▶ Work to complete
Return every line of the data below verbatim, omitting the pictures.
## begin Material for this task
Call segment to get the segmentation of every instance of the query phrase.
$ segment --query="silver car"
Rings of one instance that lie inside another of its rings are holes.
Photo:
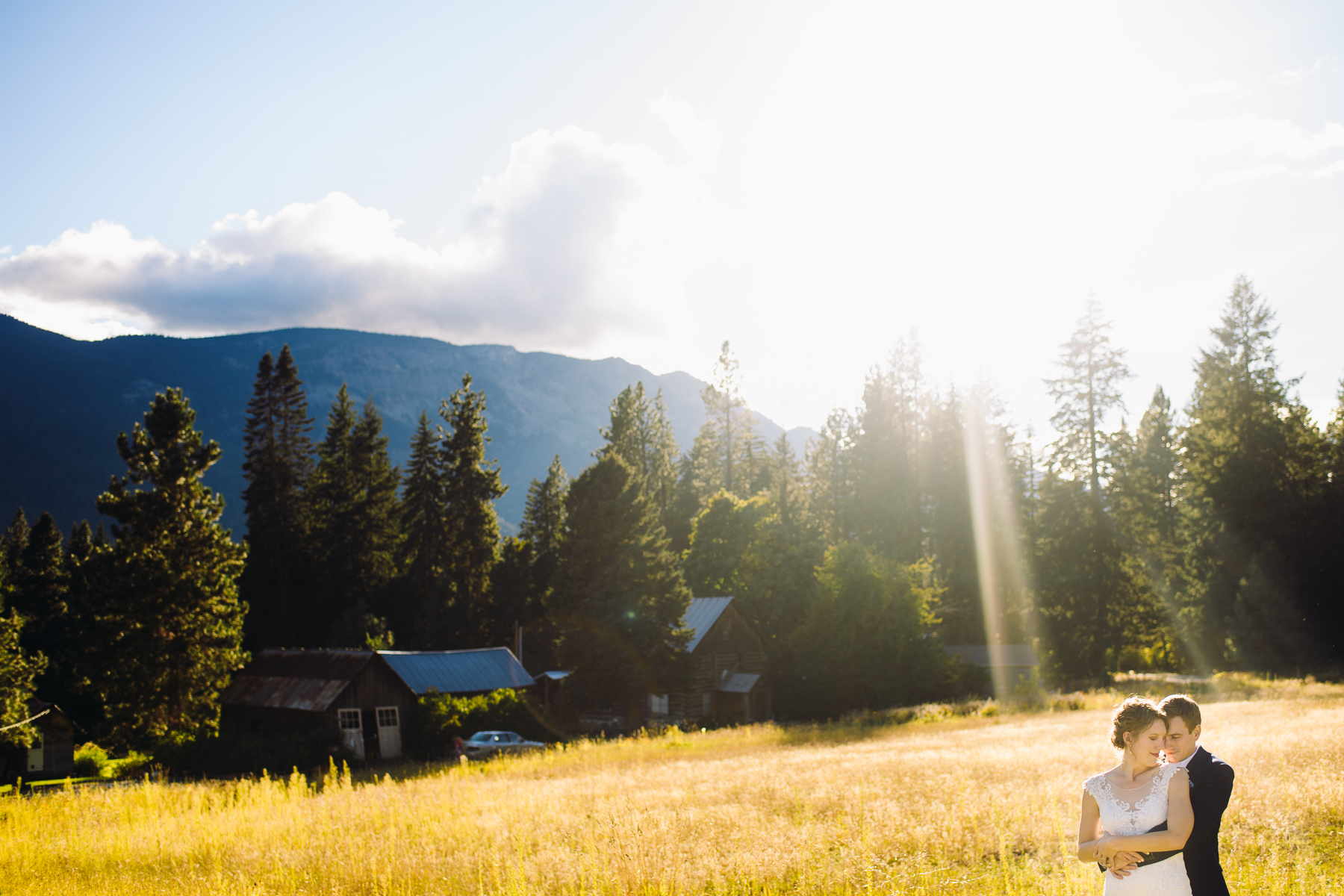
[[[477,731],[464,742],[466,755],[472,759],[538,750],[544,746],[512,731]]]

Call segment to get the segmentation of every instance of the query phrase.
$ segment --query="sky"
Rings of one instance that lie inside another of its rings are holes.
[[[1340,36],[1292,1],[0,1],[0,312],[706,379],[728,340],[786,427],[914,332],[930,383],[1048,438],[1089,297],[1133,424],[1245,274],[1324,420]]]

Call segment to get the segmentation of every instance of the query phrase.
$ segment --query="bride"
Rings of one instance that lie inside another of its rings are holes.
[[[1120,764],[1083,782],[1078,861],[1111,864],[1117,853],[1180,850],[1195,825],[1189,775],[1160,762],[1167,719],[1152,700],[1130,697],[1111,717]],[[1163,822],[1167,830],[1153,830]],[[1124,858],[1129,858],[1122,857]],[[1124,861],[1117,864],[1125,864]],[[1106,875],[1106,896],[1188,896],[1185,856],[1153,857],[1128,877]]]

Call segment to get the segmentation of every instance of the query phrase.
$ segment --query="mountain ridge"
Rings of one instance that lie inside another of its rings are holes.
[[[512,529],[523,516],[528,482],[546,474],[555,454],[577,474],[601,446],[612,399],[636,382],[660,388],[679,443],[689,445],[704,420],[704,383],[684,371],[655,375],[620,357],[586,360],[508,345],[456,345],[425,336],[328,328],[286,328],[227,336],[114,336],[81,341],[0,314],[0,513],[23,506],[30,520],[50,510],[66,529],[98,517],[94,498],[125,466],[116,438],[130,431],[155,392],[180,387],[198,412],[196,427],[223,458],[206,484],[223,493],[222,523],[241,539],[242,429],[257,363],[289,344],[308,392],[320,438],[341,383],[358,403],[372,396],[383,415],[392,462],[405,467],[421,410],[438,422],[439,402],[472,373],[482,390],[492,438],[488,455],[509,486],[497,502]],[[782,431],[757,415],[761,435]],[[789,431],[796,450],[812,435]]]

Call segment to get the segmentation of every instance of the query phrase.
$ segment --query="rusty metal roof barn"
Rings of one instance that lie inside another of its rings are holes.
[[[402,681],[418,695],[480,693],[500,688],[527,688],[532,676],[508,647],[480,650],[379,650]]]
[[[220,701],[325,712],[372,658],[371,650],[262,650]]]
[[[732,598],[691,598],[691,606],[685,609],[685,619],[681,621],[687,629],[695,633],[691,635],[691,643],[685,645],[688,653],[700,646],[706,633],[714,627],[730,603],[732,603]]]

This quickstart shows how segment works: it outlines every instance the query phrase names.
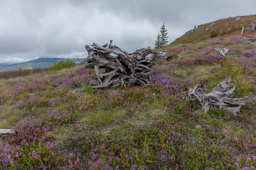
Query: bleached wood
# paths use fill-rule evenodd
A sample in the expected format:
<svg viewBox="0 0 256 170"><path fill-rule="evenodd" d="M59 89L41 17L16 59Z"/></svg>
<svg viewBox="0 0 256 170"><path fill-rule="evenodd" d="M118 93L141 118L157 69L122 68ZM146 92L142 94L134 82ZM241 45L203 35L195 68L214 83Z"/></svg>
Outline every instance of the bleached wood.
<svg viewBox="0 0 256 170"><path fill-rule="evenodd" d="M184 98L186 100L196 100L201 105L202 110L208 112L211 107L219 106L220 108L225 107L226 109L232 111L234 114L240 111L241 105L245 105L245 99L247 97L241 98L231 98L235 90L235 87L230 83L231 76L229 76L219 83L209 92L205 93L204 83L202 79L199 81L194 88L185 86L187 91L184 93ZM226 107L228 104L233 105L239 105L237 107Z"/></svg>
<svg viewBox="0 0 256 170"><path fill-rule="evenodd" d="M215 47L215 50L216 50L217 51L219 51L219 54L220 55L221 55L222 56L226 56L226 55L227 55L227 53L228 53L228 51L229 51L229 49L223 49L222 50L219 50L219 47L217 47L216 48L216 47Z"/></svg>
<svg viewBox="0 0 256 170"><path fill-rule="evenodd" d="M213 26L213 25L215 25L215 23L214 23L214 22L211 22L210 24L209 24L209 26L208 26L208 27L211 27L212 26Z"/></svg>
<svg viewBox="0 0 256 170"><path fill-rule="evenodd" d="M141 86L149 85L151 82L150 73L154 61L157 59L166 58L165 52L154 52L149 47L137 50L132 53L123 51L119 47L105 44L101 46L93 43L90 47L85 46L88 56L78 64L87 63L85 68L94 68L96 79L88 83L94 85L93 88L137 84ZM111 55L117 55L114 57ZM101 73L100 68L105 68Z"/></svg>
<svg viewBox="0 0 256 170"><path fill-rule="evenodd" d="M0 134L7 134L14 133L14 132L11 129L0 129Z"/></svg>

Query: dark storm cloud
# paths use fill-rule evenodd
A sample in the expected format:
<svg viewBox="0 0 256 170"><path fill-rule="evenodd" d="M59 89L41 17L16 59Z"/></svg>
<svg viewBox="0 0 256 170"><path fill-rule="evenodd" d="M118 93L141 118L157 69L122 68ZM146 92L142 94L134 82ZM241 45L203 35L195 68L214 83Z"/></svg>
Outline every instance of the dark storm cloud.
<svg viewBox="0 0 256 170"><path fill-rule="evenodd" d="M84 57L84 45L132 52L154 47L164 22L169 41L194 26L254 14L255 0L0 0L0 62L41 57Z"/></svg>

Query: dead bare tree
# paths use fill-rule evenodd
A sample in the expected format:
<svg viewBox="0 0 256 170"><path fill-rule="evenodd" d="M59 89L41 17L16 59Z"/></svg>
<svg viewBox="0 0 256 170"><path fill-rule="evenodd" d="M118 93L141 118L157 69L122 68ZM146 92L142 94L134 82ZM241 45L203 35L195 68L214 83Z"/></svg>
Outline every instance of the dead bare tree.
<svg viewBox="0 0 256 170"><path fill-rule="evenodd" d="M196 85L194 88L185 86L187 91L184 93L184 97L186 100L196 100L200 104L202 110L208 112L211 107L219 106L220 108L226 107L228 104L239 105L237 107L226 107L225 109L234 114L240 112L241 105L245 105L245 99L243 98L231 98L229 97L233 94L235 87L230 83L231 76L229 76L214 87L209 92L205 93L204 81L202 79Z"/></svg>
<svg viewBox="0 0 256 170"><path fill-rule="evenodd" d="M165 52L154 52L150 47L128 53L117 46L110 45L107 48L107 43L101 46L93 43L91 46L85 46L88 56L77 59L82 60L77 64L87 63L85 68L94 68L96 78L88 82L95 85L92 88L148 85L151 81L150 73L154 61L166 58ZM100 68L104 68L104 72L101 73Z"/></svg>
## end Material for this task
▶ Result
Call segment to get the segmentation of every instance of the query phrase.
$ segment --query="silver car"
Rings of one instance that lie inside another of its rings are holes.
Photo:
[[[477,731],[464,742],[466,755],[472,759],[538,750],[544,746],[512,731]]]

Call segment to get the segmentation of every instance of the query phrase.
$ segment --query="sky"
Rings of one instance that lie inside another of its rings are holes.
[[[1340,36],[1292,1],[0,1],[0,312],[706,379],[728,340],[786,427],[914,332],[930,383],[1048,438],[1089,297],[1133,424],[1245,274],[1324,420]]]

Call segment to get the segmentation of every instance of the query phrase.
$ segment --query="bride"
Rings of one instance that lie inside another of its rings are holes.
[[[1120,764],[1083,782],[1078,861],[1111,864],[1117,853],[1180,850],[1195,825],[1189,775],[1160,762],[1167,719],[1152,700],[1130,697],[1111,717]],[[1163,822],[1167,830],[1153,830]],[[1124,858],[1129,858],[1122,857]],[[1124,861],[1117,864],[1125,864]],[[1106,875],[1106,896],[1188,896],[1185,856],[1153,857],[1128,877]]]

Call segment to get the segmentation of every instance of the query phrase.
$ segment --query="mountain ridge"
Rings of one instance that lie inside another of its rings are holes.
[[[512,529],[523,516],[528,482],[546,474],[555,454],[577,474],[601,446],[612,399],[636,382],[660,388],[679,443],[689,445],[704,420],[704,383],[684,371],[655,375],[620,357],[586,360],[508,345],[456,345],[425,336],[328,328],[286,328],[227,336],[114,336],[81,341],[0,314],[0,513],[23,506],[30,520],[50,510],[66,529],[98,517],[94,498],[125,466],[116,438],[130,431],[155,392],[180,387],[198,412],[196,427],[223,458],[206,484],[223,493],[222,523],[241,539],[242,429],[257,363],[289,344],[308,392],[320,438],[341,383],[358,403],[372,396],[383,415],[392,462],[405,467],[421,410],[438,422],[439,402],[472,373],[482,390],[492,438],[488,455],[509,486],[497,502]],[[782,431],[757,415],[761,435]],[[789,431],[796,450],[812,435]]]

Call segment to get the segmentation of every instance of the query phrase.
$ segment --query="rusty metal roof barn"
Rings of one instance that lie inside another of its rings are holes.
[[[402,681],[418,695],[480,693],[500,688],[527,688],[532,676],[508,647],[480,650],[379,650]]]
[[[220,701],[325,712],[372,658],[371,650],[262,650]]]
[[[732,598],[691,598],[691,606],[685,609],[685,619],[681,621],[687,629],[695,633],[691,635],[691,643],[685,645],[688,653],[700,646],[706,633],[714,627],[730,603],[732,603]]]

This quickstart shows how segment works: it outlines every instance the query phrase names.
Query: bleached wood
# paths use fill-rule evenodd
A sample in the expected format:
<svg viewBox="0 0 256 170"><path fill-rule="evenodd" d="M59 89L41 17L16 59Z"/></svg>
<svg viewBox="0 0 256 170"><path fill-rule="evenodd" d="M118 93L141 118L157 69L122 68ZM146 92L142 94L134 82ZM241 45L203 35L195 68L214 83Z"/></svg>
Outline every instance of the bleached wood.
<svg viewBox="0 0 256 170"><path fill-rule="evenodd" d="M184 98L186 100L196 100L201 105L202 110L208 112L211 107L219 106L220 108L225 107L226 109L232 111L234 114L240 111L241 105L245 105L245 99L247 97L241 98L231 98L235 90L235 87L230 83L231 76L229 76L219 83L209 92L205 93L204 83L202 79L199 81L194 88L185 86L187 91L184 93ZM226 107L228 104L233 105L239 105L237 107Z"/></svg>
<svg viewBox="0 0 256 170"><path fill-rule="evenodd" d="M215 47L215 50L216 50L217 51L219 51L219 54L220 55L221 55L222 56L226 56L226 55L227 55L227 53L228 53L228 51L229 51L229 49L223 49L222 50L219 50L219 47L217 47L216 48L216 47Z"/></svg>
<svg viewBox="0 0 256 170"><path fill-rule="evenodd" d="M213 26L213 25L215 25L215 23L214 23L214 22L211 22L210 24L209 24L209 26L208 26L208 27L211 27L212 26Z"/></svg>
<svg viewBox="0 0 256 170"><path fill-rule="evenodd" d="M141 86L149 85L151 82L150 73L154 61L157 59L166 58L165 52L154 52L149 47L137 50L132 53L123 51L119 47L105 44L101 46L93 43L90 47L85 46L88 56L78 64L87 63L85 68L94 68L96 79L88 83L94 85L93 88L137 84ZM111 55L117 55L114 57ZM101 73L100 68L105 68Z"/></svg>
<svg viewBox="0 0 256 170"><path fill-rule="evenodd" d="M0 134L7 134L14 133L14 132L11 129L0 129Z"/></svg>

Query: dark storm cloud
# paths use fill-rule evenodd
A sample in the expected format:
<svg viewBox="0 0 256 170"><path fill-rule="evenodd" d="M59 89L41 17L16 59Z"/></svg>
<svg viewBox="0 0 256 170"><path fill-rule="evenodd" d="M118 93L141 118L157 69L122 68ZM146 92L142 94L134 82ZM241 45L203 35L195 68L214 83Z"/></svg>
Outline every instance of the dark storm cloud.
<svg viewBox="0 0 256 170"><path fill-rule="evenodd" d="M84 57L84 45L132 52L154 47L164 22L169 41L194 26L254 14L255 0L0 0L0 62L41 57Z"/></svg>

Query: dead bare tree
# paths use fill-rule evenodd
A sample in the expected format:
<svg viewBox="0 0 256 170"><path fill-rule="evenodd" d="M59 89L41 17L16 59Z"/></svg>
<svg viewBox="0 0 256 170"><path fill-rule="evenodd" d="M118 93L141 118L157 69L122 68ZM146 92L142 94L134 82ZM241 45L203 35L195 68L214 83Z"/></svg>
Outline every instance of the dead bare tree.
<svg viewBox="0 0 256 170"><path fill-rule="evenodd" d="M196 85L194 88L185 86L187 91L184 93L184 97L186 100L196 100L200 104L202 110L208 112L211 107L219 106L220 108L226 107L228 104L239 105L237 107L226 107L225 109L234 114L240 112L241 105L245 105L245 99L243 98L231 98L229 97L233 94L235 87L230 83L231 76L229 76L214 87L209 92L205 93L204 81L202 79Z"/></svg>
<svg viewBox="0 0 256 170"><path fill-rule="evenodd" d="M165 52L154 52L150 47L128 53L117 46L110 45L107 48L107 43L101 46L93 43L91 46L85 46L88 56L77 59L82 60L77 64L87 63L85 68L94 68L96 78L88 82L95 85L92 88L148 85L151 81L150 73L154 61L166 58ZM100 68L104 68L104 72L101 73Z"/></svg>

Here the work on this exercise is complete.